● **DATA FOR ANALYSIS**:
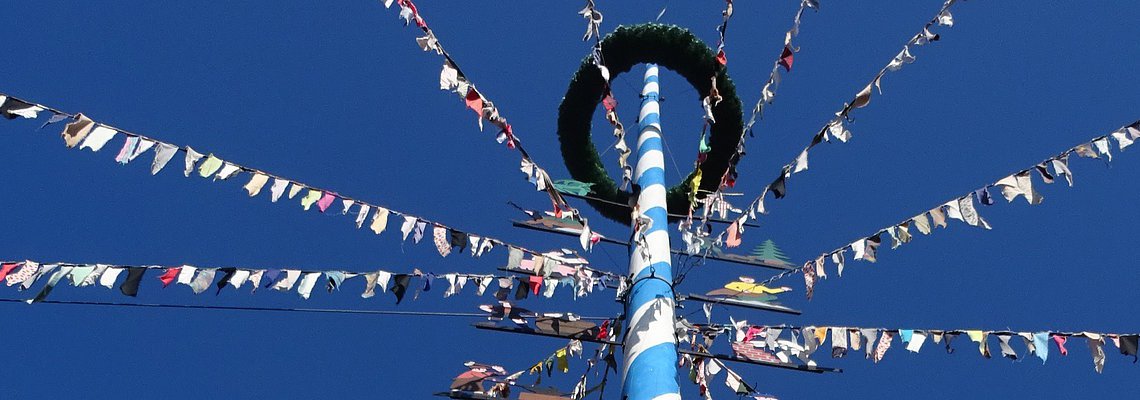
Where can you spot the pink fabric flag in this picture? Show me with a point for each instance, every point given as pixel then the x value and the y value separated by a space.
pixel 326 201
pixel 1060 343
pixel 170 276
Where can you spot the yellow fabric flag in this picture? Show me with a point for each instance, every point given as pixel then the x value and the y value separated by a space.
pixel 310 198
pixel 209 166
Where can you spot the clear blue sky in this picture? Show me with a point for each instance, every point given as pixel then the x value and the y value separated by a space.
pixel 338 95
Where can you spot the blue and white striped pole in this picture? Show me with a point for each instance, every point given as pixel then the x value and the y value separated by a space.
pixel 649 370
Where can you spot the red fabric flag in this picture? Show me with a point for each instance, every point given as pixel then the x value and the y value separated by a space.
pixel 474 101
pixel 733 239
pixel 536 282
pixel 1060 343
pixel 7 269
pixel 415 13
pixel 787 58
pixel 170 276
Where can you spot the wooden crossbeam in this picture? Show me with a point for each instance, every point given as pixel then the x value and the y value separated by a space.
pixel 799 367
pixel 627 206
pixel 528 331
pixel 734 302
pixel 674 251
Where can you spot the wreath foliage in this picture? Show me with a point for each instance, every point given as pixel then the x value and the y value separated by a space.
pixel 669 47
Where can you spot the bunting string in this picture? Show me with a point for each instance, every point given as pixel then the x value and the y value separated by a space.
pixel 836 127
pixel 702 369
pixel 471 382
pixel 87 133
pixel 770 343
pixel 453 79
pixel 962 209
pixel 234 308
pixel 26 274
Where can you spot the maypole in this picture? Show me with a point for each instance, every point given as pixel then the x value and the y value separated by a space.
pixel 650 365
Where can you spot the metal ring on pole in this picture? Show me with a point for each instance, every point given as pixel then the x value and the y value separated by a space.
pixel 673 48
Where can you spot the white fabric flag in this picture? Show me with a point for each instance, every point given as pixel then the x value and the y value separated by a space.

● **TASK DESCRIPTION**:
Set down every record exactly as written, but drop the pictures.

● **ANSWER FOR THE TASK**:
Where can you spot the pink fabric flag in this picture? Show me with a point for each instance, every point given as pixel then the x value and the y value separated by a space.
pixel 326 201
pixel 1060 343
pixel 170 276
Where can you spot the yellow fabric flag in this picture? Show me with a point for each instance, every point given as pixel then the x value and the y value separated by a space.
pixel 310 198
pixel 209 166
Where can you spot the clear blue sky in this picture? Show me with a point for each instance, every point given as pixel then the x value and the y value separated by a space.
pixel 338 95
Where can you spot the blue and white striped pole in this picture? Show me with a point for each instance, every point given as pixel then the x value and the y value separated by a space.
pixel 649 370
Where can you spot the red fabric flag in this picture? Show me with a point for each instance, every point given as pixel then the x value and the y value separated by a space.
pixel 474 101
pixel 733 239
pixel 536 282
pixel 1060 343
pixel 7 269
pixel 415 13
pixel 787 58
pixel 170 276
Where can you spot the wooden crossbeam in this picture? Show me with a point for each instance, every point given as pixel then the x value and the y value separated by a space.
pixel 799 367
pixel 627 206
pixel 528 331
pixel 734 302
pixel 674 251
Where can you spot the wreath foliage in this picture? Show me with a point for each instance, every point given as pixel then the x value and the y value separated by a space.
pixel 669 47
Where can you spot the bunting string in this picture? Show me with a point for each instance, every point given as pixel then the x value and the y value separated by a space.
pixel 836 127
pixel 702 369
pixel 471 382
pixel 87 133
pixel 770 343
pixel 453 79
pixel 962 209
pixel 234 308
pixel 26 274
Where can you spot the maypole in this picture? Show me with a point for each instance, every point given as pixel then the x value and the y value separated by a space.
pixel 650 365
Where can you spot the metal ring on pole in this picture? Show me with a point for each instance, every point given as pixel then the x value and the y value separated by a space.
pixel 673 48
Where can you spot the white fabric flag in this picture? Show me with a point for each instance, every point given as pixel then the x value and the y value separated by a space.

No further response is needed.